> [PROVIDED PASSAGE]:
▽

In hindsight, this feat was especially notable given that the Sonics’ roster lacked a single superstar player. The team was instead led by a balanced scoring attack consisting of Hall of Fame guard Dennis Johnson (before he became a Celtics legend), All-Star center Jack Sikma, leading scorer Gus Williams, guard Fred Brown, power forward Lonnie Shelton, reserve center Tom LaGarde and forward John Johnson – all of whom averaged greater than 10 points during the 78-79 regular season.

Entering the playoffs as the Western Conference’s No. 1 seed, the Sonics handled the Los Angeles Lakers, 4-1. In the Western Conference Finals, conversely, the Phoenix Suns pushed Seattle to seven games. A career performance from Jack Sikma (33 points, 11 rebounds) finished the Suns off in the deciding contest.

The victory set the stage for a rematch of the 1978 NBA Finals, in which the Washington Bullets defeated the Sonics in a tightly contested 7-game series. Game 1 went much same as the year previous as the defending champions won 99-97 after Larry Wright hit two free throws with no time remaining. The loss did not deter the Supes, however. They carried Games 2 and 3 rather handily, winning by 10 and holding Washington under 100 points in each. Game 4 was once again a close one, but another double-double from Sikma helped Seattle edge the Eastern champs, 114-112 in overtime. In Game 5, the Sonics were able to close out the Bullets, 97-93, and secure the NBA World Championship after clawing back from an eight-point deficit at half. DJ was named Finals MVP, averaging 22.6 points, six rebounds, six assists and 2.2 blocks in the series.

As mentioned above, the Sonics have yet to repeat as NBA champs, so should fans wish to commemorate the accomplishment, they’ll have to settle for this vintage yellow snapback.

Dead Auction: AUTHENTIC SEATTLE SUPER SONICS G. PAYTON SEWN GAME JERSEY PRO CUT JORDAN KEMP 48
Ended: $152.50, plus shipping
The 1990s Sonics were an eclectic bunch. Players ran the gambit from Shawn Kemp to Detlef Schrempf to Nate McMillan to Tom Chambers to Sam Perkins. But few captured the heart of Seattle like Gary Payton. Indeed, The Glove was a fan favorite from the moment he was drafted second overall out of Oregon State in 1991. It’s not hard to see why: he was a hard-nosed, slick-talking son-of-a-gun (or for the Nike connoisseurs, a Son of Glove). Stories of the latter are well-known, and covered cogently last week by Dime‘s Andrew Greif. But the 6-4 point guard could back his talk up—on both ends. Payton was an outstanding defensive player, who was always assigned the opposition’s best scorer and almost always stopped him. He averaged 2.2 steals per game (peaking at 2.9 per in 1995-96, the season in which the Sonics were bested in the Finals by Chicago), while contributing 41 defensive win shares (his career DWS figures rank 45th in NBA history) as a Sonic, according to Basketball-Reference.

△

> [EXTRACTED ENTRIES]:
▽

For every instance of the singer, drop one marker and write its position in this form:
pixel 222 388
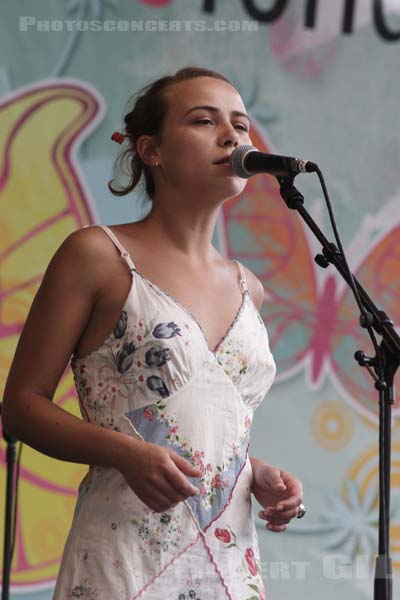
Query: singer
pixel 170 359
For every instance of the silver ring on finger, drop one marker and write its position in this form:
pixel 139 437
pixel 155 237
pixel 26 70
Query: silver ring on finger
pixel 301 511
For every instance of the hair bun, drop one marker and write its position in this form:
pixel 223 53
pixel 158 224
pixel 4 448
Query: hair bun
pixel 118 137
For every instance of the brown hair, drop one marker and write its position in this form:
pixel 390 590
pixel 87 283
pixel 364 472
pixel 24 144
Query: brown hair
pixel 147 118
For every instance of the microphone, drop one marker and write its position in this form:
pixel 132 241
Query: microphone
pixel 247 161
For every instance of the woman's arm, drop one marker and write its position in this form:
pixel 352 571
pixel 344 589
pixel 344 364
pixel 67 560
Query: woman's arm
pixel 72 285
pixel 60 311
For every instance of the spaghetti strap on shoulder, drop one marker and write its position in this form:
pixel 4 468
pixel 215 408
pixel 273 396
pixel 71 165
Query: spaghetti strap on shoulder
pixel 125 255
pixel 242 280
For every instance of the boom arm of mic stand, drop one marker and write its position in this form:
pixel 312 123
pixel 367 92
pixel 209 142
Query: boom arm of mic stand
pixel 386 363
pixel 381 323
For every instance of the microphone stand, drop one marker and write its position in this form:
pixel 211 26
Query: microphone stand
pixel 11 442
pixel 382 367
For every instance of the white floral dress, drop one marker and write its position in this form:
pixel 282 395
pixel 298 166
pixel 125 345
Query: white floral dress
pixel 154 378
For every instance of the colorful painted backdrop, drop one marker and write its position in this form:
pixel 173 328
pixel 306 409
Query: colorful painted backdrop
pixel 320 81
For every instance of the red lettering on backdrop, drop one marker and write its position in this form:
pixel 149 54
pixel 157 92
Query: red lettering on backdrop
pixel 156 3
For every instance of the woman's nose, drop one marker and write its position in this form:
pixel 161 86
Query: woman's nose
pixel 229 136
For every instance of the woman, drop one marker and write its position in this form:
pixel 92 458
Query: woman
pixel 168 396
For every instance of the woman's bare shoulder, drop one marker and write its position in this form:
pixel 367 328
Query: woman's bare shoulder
pixel 85 253
pixel 256 288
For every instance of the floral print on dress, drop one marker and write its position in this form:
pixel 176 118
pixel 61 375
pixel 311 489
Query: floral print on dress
pixel 159 533
pixel 249 568
pixel 233 359
pixel 133 361
pixel 154 377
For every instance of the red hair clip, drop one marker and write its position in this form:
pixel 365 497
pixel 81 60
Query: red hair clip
pixel 118 137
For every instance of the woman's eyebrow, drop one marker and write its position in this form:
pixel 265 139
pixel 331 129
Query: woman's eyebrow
pixel 214 109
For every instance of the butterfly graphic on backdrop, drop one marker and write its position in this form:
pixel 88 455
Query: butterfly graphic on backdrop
pixel 43 199
pixel 311 317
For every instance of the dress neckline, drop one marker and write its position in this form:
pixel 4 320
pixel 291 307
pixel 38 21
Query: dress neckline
pixel 188 313
pixel 182 308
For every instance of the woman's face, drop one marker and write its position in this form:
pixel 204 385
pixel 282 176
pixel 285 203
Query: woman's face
pixel 205 122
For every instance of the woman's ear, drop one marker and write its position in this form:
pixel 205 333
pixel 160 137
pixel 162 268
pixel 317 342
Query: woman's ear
pixel 148 150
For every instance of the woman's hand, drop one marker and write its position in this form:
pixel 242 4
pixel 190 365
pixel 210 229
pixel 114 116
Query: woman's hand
pixel 157 475
pixel 280 494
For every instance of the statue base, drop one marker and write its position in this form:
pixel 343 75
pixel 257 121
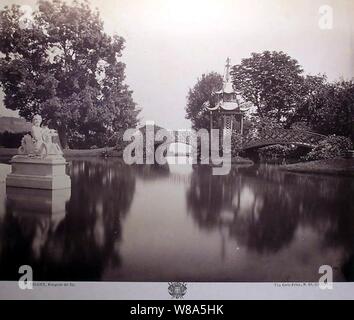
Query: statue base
pixel 38 173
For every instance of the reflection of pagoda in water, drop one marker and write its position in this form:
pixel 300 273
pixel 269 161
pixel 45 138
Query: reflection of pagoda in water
pixel 227 105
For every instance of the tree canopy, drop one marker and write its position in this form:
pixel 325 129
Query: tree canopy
pixel 62 64
pixel 271 81
pixel 281 95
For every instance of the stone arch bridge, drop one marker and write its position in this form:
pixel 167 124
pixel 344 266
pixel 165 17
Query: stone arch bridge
pixel 259 139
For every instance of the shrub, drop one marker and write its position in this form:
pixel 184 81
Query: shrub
pixel 331 147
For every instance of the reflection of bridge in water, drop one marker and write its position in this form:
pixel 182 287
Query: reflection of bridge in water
pixel 258 139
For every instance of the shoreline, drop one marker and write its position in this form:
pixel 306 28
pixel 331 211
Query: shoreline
pixel 10 152
pixel 337 166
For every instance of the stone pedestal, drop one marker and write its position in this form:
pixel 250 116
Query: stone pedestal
pixel 37 173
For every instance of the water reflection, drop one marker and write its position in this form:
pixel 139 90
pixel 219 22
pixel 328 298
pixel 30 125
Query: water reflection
pixel 262 208
pixel 169 223
pixel 83 241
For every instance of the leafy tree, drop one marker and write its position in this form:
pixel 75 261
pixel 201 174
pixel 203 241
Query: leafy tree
pixel 331 110
pixel 272 82
pixel 63 65
pixel 198 95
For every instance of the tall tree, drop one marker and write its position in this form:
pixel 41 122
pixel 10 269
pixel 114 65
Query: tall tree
pixel 272 82
pixel 63 65
pixel 202 92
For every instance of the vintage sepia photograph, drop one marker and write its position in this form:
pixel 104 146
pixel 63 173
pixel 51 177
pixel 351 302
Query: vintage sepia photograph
pixel 176 142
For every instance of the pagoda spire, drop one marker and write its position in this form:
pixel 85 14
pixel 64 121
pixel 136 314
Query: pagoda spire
pixel 227 70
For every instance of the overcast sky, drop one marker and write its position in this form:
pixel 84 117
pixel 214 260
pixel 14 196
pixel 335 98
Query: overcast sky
pixel 170 43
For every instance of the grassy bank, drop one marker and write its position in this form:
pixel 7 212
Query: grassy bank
pixel 339 166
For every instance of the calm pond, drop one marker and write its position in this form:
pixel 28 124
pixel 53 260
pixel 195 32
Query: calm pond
pixel 171 223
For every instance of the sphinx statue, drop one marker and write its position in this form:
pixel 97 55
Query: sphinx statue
pixel 40 163
pixel 40 143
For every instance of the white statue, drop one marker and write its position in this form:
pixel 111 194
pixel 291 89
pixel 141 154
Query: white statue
pixel 40 142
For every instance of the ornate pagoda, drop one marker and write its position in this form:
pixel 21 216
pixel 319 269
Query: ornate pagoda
pixel 228 107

△

> [GIVEN REQUEST 1]:
From the SuperSonics passage above, reproduce the text from "In hindsight, this" up to and including "78-79 regular season.".
> [GIVEN REQUEST 2]:
Answer these questions using the SuperSonics passage:
(a) Which team did Seattle beat 4-1 after entering the playoffs as the Western Conference's No. 1 seed?
(b) By what score did the Sonics win Game 4 of the Finals?
(c) Out of which school was Gary Payton drafted second overall in 1991?

> [TASK ANSWER 1]:
In hindsight, this feat was especially notable given that the Sonics’ roster lacked a single superstar player. The team was instead led by a balanced scoring attack consisting of Hall of Fame guard Dennis Johnson (before he became a Celtics legend), All-Star center Jack Sikma, leading scorer Gus Williams, guard Fred Brown, power forward Lonnie Shelton, reserve center Tom LaGarde and forward John Johnson – all of whom averaged greater than 10 points during the 78-79 regular season.

> [TASK ANSWER 2]:
(a) The Los Angeles Lakers
(b) 114-112 in overtime
(c) Oregon State